Two-day Agri-Indaba in South Africa concludes with calls for greater action
The dialogue was organized to find solutions to shocks and stresses to the region’s agricultural and food systems.
South Africa: A two-day policy dialogue on agriculture and food systems in the SADC region concluded in Pretoria, South Africa, with SADC urging member states to move quickly to engage all relevant stakeholders in turning policies, strategies, and plans into actual implementation to enable the region to build sustainable agricultural and food systems.
The dialogue was organized to find solutions to shocks and stresses to the region’s agricultural and food systems including global economic disruptions and adverse weather events that have increased food insecurity in the region through rising food, fertiliser, and fuel prices.
In addition, the event was organized to prepare the region’s academics and policymakers for the African Union-organised fertilizer and soil health summit which will be held in June 2023.
The Alliance for African Partnership (AAP) and its members, the University of Pretoria which hosted the event, and the Regional Network of Agriculture Policy Research (ReNAPRI) - a network of 12 African agricultural policy research institutes organised the event. The dialogue drew scholars, scientists, and policy analysts from universities, research institutions, think tanks from the SADC region and beyond, and UN agencies such as WFP, FAO, and UNECA. Malawi was represented by LUANAR, CISANET, MwAPATA Policy Institute, and Shire Basin Environmental Support Trust.
In her opening remarks, South Africa’s Minister of Agriculture, Land Reform and Rural Development, Thoko Didiza urged the gathered researchers and policymakers to deliberate and come up with concrete actions to enable the region better respond to challenges including those induced by climate change, and deteriorating soils.
The minister noted that soil health is critical for sustainable agricultural and food systems and that it is important to explore the best solutions to soil nutrition that are not harmful to soil health.
"Since the Abuja Declaration on Fertilizer in 2006, we have observed that countries throughout Africa have implemented a variety of strategies to improve farmer access to fertilisers and complementary inputs with the goal of increasing productivity. While these strategies have been implemented, our soils have degraded, resulting in losses in soil fertility and biological processes. It is therefore critical to implement strategies that will improve soil health and responsiveness to fertilisers," Didiza said.
While Tawana Kupe, Vice Chancellor of the University of Pretoria, noted that as the region strives to achieve Sustainable Development Goal 2, which advocates for zero hunger by 2030, there is a need to pay attention to external agri-food system factors such as soil depletion and soil pollution if hunger is to be defeated.

» TASKS:
1. Answer each question from the Agri-Indaba article, one line per answer marked (a), (b), (c).
(a) In which city did the policy dialogue conclude?
(b) When is the African Union fertilizer and soil health summit to be held?
(c) In what year was the Abuja Declaration on Fertilizer made?
2. Decide whether each statement agrees with the Agri-Indaba article. Answer yes or no for each, and quote the words from the article that decide it.
(a) ReNAPRI is a network of 12 African agricultural policy research institutes.
(b) LUANAR hosted the event.
(c) Sustainable Development Goal 2 calls for zero hunger by 2040.
3. List every organization that the Agri-Indaba article says represented Malawi at the dialogue.

» INFORMATION:
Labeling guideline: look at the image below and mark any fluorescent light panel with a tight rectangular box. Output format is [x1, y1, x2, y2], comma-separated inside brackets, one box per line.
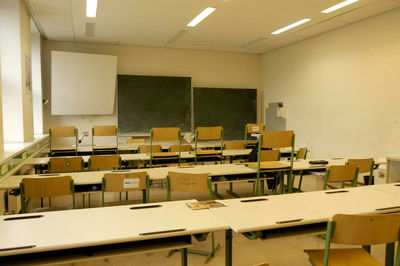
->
[187, 7, 215, 27]
[271, 18, 311, 35]
[321, 0, 358, 13]
[86, 0, 97, 18]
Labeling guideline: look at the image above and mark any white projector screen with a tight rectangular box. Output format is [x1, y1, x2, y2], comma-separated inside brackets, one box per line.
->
[51, 51, 117, 115]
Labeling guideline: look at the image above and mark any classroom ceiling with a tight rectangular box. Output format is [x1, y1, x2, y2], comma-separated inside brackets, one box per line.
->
[27, 0, 400, 54]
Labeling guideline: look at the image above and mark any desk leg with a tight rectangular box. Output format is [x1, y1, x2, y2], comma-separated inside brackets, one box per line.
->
[181, 248, 187, 266]
[385, 243, 394, 266]
[225, 229, 232, 266]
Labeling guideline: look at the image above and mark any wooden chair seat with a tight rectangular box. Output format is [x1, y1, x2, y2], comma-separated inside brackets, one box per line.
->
[153, 152, 178, 159]
[197, 150, 221, 155]
[304, 248, 381, 266]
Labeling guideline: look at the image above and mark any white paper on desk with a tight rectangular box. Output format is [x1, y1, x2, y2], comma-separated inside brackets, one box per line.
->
[124, 178, 140, 188]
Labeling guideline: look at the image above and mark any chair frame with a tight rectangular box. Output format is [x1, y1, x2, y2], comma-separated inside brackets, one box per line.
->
[194, 126, 224, 165]
[310, 214, 400, 266]
[19, 176, 75, 213]
[244, 123, 265, 148]
[49, 126, 78, 156]
[323, 165, 359, 190]
[101, 172, 150, 207]
[255, 131, 295, 195]
[347, 158, 375, 185]
[150, 127, 182, 167]
[88, 154, 122, 171]
[167, 172, 220, 263]
[92, 126, 119, 155]
[48, 156, 85, 173]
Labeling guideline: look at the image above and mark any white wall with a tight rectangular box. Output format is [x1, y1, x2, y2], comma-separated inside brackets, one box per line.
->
[262, 9, 400, 158]
[0, 0, 33, 142]
[42, 41, 262, 143]
[0, 57, 4, 154]
[31, 21, 43, 134]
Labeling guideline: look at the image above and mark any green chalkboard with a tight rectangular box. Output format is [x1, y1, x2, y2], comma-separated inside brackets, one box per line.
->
[118, 75, 191, 133]
[193, 87, 257, 140]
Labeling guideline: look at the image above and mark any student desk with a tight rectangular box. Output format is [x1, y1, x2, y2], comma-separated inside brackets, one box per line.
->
[210, 185, 400, 265]
[0, 200, 229, 265]
[25, 149, 251, 172]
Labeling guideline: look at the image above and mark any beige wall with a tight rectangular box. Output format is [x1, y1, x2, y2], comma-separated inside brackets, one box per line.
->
[262, 9, 400, 158]
[20, 1, 33, 141]
[0, 0, 33, 142]
[42, 41, 262, 143]
[0, 57, 4, 154]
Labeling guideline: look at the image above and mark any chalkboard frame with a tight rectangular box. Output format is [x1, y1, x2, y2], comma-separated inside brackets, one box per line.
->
[117, 75, 192, 135]
[193, 87, 258, 140]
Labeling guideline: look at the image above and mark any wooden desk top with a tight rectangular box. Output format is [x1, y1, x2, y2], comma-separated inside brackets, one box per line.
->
[0, 168, 165, 190]
[0, 200, 229, 256]
[210, 185, 400, 233]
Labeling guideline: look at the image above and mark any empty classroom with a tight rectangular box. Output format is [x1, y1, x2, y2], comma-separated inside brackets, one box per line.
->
[0, 0, 400, 266]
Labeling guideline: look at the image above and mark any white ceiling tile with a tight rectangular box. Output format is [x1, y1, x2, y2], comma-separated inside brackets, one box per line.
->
[30, 0, 400, 53]
[29, 0, 71, 14]
[37, 12, 73, 31]
[334, 0, 400, 23]
[165, 43, 211, 50]
[45, 30, 74, 42]
[293, 20, 346, 37]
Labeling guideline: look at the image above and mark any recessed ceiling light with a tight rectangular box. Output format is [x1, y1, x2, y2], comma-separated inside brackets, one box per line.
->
[187, 7, 215, 27]
[271, 18, 311, 35]
[86, 0, 97, 18]
[321, 0, 358, 13]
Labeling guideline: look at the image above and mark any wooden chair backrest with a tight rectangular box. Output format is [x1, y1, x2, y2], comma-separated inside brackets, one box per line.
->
[50, 126, 76, 138]
[196, 126, 222, 140]
[331, 213, 400, 245]
[328, 165, 357, 182]
[261, 131, 294, 148]
[151, 127, 181, 141]
[297, 148, 307, 159]
[93, 126, 117, 136]
[103, 172, 147, 192]
[21, 176, 72, 198]
[224, 141, 244, 150]
[169, 144, 192, 152]
[168, 172, 210, 193]
[347, 158, 374, 173]
[49, 156, 83, 173]
[138, 144, 161, 153]
[89, 154, 121, 170]
[246, 124, 264, 134]
[126, 139, 144, 143]
[260, 150, 280, 162]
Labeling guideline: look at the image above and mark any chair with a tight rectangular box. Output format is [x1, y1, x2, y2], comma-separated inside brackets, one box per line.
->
[150, 127, 181, 167]
[88, 154, 121, 170]
[49, 156, 83, 173]
[194, 126, 224, 164]
[244, 123, 265, 147]
[304, 213, 400, 266]
[138, 145, 161, 153]
[101, 172, 150, 207]
[323, 165, 358, 190]
[49, 126, 78, 156]
[20, 176, 75, 213]
[224, 141, 245, 150]
[169, 144, 192, 152]
[293, 148, 308, 192]
[92, 126, 118, 154]
[167, 172, 220, 263]
[126, 139, 144, 144]
[255, 131, 295, 195]
[347, 158, 375, 185]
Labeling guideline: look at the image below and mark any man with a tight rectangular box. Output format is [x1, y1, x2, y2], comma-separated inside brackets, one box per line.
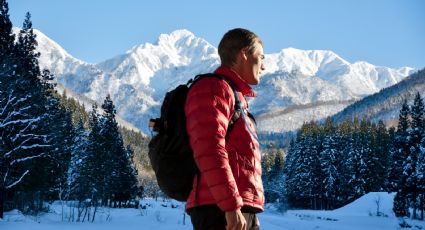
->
[185, 28, 265, 230]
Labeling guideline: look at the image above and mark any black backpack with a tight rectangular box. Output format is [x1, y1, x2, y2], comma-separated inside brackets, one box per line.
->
[148, 74, 241, 201]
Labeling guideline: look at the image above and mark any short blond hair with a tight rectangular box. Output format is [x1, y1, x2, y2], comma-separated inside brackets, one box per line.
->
[218, 28, 263, 67]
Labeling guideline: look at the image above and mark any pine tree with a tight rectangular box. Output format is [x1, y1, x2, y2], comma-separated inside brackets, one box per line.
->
[389, 100, 410, 191]
[0, 0, 16, 219]
[320, 117, 340, 209]
[101, 95, 137, 205]
[403, 93, 425, 219]
[369, 120, 391, 191]
[68, 120, 92, 202]
[346, 119, 368, 198]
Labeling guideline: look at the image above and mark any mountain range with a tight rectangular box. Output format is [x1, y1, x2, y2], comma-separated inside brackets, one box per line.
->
[31, 27, 415, 133]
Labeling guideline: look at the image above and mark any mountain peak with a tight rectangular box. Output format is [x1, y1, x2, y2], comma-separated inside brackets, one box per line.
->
[157, 29, 196, 46]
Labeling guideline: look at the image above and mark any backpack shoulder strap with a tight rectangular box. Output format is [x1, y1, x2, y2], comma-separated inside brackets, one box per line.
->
[187, 73, 242, 130]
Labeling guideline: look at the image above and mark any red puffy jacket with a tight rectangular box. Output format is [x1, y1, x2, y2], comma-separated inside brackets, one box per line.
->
[185, 66, 264, 212]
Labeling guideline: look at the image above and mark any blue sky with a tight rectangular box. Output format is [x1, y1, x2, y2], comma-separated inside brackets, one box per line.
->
[8, 0, 425, 68]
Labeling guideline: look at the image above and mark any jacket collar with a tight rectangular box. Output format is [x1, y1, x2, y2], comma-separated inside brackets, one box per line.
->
[214, 65, 257, 97]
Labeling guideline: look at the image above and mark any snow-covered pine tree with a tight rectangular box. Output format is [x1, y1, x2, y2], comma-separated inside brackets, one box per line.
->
[284, 124, 309, 207]
[68, 120, 91, 202]
[403, 93, 425, 219]
[319, 117, 340, 209]
[369, 120, 391, 191]
[0, 0, 15, 219]
[389, 100, 410, 191]
[101, 95, 137, 205]
[346, 118, 367, 199]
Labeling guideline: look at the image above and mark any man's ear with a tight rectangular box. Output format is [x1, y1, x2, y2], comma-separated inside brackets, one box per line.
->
[239, 48, 248, 60]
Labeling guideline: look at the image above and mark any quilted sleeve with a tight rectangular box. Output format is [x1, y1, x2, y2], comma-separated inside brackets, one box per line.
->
[185, 78, 243, 211]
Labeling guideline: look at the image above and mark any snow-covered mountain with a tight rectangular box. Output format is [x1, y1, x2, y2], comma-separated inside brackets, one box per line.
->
[32, 27, 413, 133]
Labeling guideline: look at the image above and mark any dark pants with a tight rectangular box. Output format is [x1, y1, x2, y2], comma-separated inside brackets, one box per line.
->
[188, 205, 260, 230]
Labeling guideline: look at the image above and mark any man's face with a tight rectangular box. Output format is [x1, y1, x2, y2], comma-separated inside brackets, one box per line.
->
[242, 42, 265, 85]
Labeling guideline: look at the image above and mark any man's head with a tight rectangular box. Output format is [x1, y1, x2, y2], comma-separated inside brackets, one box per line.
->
[218, 28, 265, 85]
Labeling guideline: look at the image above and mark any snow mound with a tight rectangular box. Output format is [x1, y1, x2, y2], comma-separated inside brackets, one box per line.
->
[331, 192, 395, 216]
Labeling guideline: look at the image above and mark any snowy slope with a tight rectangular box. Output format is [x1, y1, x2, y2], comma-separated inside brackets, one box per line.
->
[32, 30, 413, 133]
[0, 192, 425, 230]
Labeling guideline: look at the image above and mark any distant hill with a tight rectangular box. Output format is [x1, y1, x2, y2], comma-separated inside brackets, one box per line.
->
[333, 69, 425, 126]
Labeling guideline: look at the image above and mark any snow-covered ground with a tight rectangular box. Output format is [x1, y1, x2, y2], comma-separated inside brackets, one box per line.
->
[0, 193, 425, 230]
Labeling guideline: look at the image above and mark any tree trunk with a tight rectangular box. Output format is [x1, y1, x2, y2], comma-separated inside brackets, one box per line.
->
[0, 187, 5, 219]
[420, 194, 424, 220]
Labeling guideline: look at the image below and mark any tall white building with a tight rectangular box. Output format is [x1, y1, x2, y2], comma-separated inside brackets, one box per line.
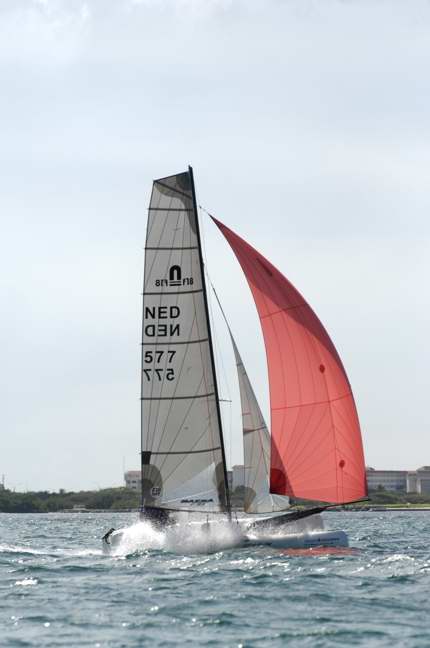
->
[366, 466, 430, 495]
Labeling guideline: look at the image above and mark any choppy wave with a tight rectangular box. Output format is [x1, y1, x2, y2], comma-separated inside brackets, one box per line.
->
[0, 512, 430, 648]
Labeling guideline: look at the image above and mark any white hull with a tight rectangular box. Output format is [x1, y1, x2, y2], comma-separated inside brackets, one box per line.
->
[103, 522, 348, 554]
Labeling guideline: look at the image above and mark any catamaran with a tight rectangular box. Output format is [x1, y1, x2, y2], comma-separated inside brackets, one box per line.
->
[103, 167, 367, 549]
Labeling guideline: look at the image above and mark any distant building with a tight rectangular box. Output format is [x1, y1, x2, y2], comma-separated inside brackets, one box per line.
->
[407, 466, 430, 495]
[124, 470, 142, 491]
[366, 468, 408, 493]
[366, 466, 430, 495]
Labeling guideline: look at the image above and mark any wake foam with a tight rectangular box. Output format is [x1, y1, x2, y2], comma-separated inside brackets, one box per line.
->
[111, 522, 245, 556]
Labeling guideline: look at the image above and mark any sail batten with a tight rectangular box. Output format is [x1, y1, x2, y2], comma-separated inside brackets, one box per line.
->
[213, 219, 367, 503]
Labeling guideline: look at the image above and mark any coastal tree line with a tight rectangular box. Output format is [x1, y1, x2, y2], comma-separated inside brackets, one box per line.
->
[0, 486, 430, 513]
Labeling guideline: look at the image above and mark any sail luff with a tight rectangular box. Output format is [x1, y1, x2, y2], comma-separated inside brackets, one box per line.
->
[213, 219, 367, 503]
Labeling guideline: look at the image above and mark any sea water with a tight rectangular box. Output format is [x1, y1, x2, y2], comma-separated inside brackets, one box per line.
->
[0, 512, 430, 648]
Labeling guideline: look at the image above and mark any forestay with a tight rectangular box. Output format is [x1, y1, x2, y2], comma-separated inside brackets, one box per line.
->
[142, 170, 228, 511]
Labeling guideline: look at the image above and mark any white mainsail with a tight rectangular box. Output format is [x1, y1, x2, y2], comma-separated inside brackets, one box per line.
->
[142, 169, 229, 512]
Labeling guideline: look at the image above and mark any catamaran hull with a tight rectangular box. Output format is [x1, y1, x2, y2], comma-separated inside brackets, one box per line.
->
[102, 523, 349, 554]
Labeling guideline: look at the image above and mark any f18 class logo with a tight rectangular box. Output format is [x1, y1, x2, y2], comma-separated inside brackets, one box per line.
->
[155, 265, 194, 288]
[169, 266, 182, 286]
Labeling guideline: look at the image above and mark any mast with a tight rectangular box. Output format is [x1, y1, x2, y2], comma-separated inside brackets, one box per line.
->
[188, 166, 231, 520]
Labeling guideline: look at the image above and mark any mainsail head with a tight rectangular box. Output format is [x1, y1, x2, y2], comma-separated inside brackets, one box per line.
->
[142, 170, 229, 511]
[213, 218, 367, 503]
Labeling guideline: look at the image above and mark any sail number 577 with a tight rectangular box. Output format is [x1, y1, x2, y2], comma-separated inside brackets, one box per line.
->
[143, 349, 176, 380]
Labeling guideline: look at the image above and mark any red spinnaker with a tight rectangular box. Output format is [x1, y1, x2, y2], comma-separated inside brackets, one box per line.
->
[213, 219, 367, 503]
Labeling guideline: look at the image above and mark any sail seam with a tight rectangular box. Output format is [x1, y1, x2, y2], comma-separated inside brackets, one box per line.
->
[143, 288, 203, 296]
[141, 338, 208, 346]
[145, 245, 198, 252]
[140, 392, 215, 400]
[148, 207, 193, 212]
[272, 392, 351, 412]
[151, 446, 221, 455]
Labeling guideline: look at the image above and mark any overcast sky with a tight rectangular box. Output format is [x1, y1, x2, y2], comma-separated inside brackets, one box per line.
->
[0, 0, 430, 489]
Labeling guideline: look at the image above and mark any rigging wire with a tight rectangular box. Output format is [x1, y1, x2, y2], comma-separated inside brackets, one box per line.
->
[198, 205, 233, 468]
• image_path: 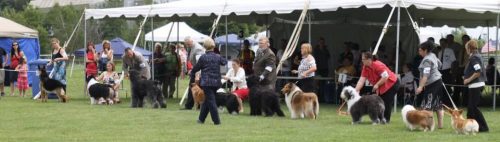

» TASK SOLUTIONS:
1.
(a) Pretoria, South Africa
(b) June 2023
(c) 2006

2.
(a) Yes: "the Regional Network of Agriculture Policy Research (ReNAPRI) - a network of 12 African agricultural policy research institutes"
(b) No: "the University of Pretoria which hosted the event"
(c) No: "Sustainable Development Goal 2, which advocates for zero hunger by 2030"

3.
LUANAR
CISANET
MwAPATA Policy Institute
Shire Basin Environmental Support Trust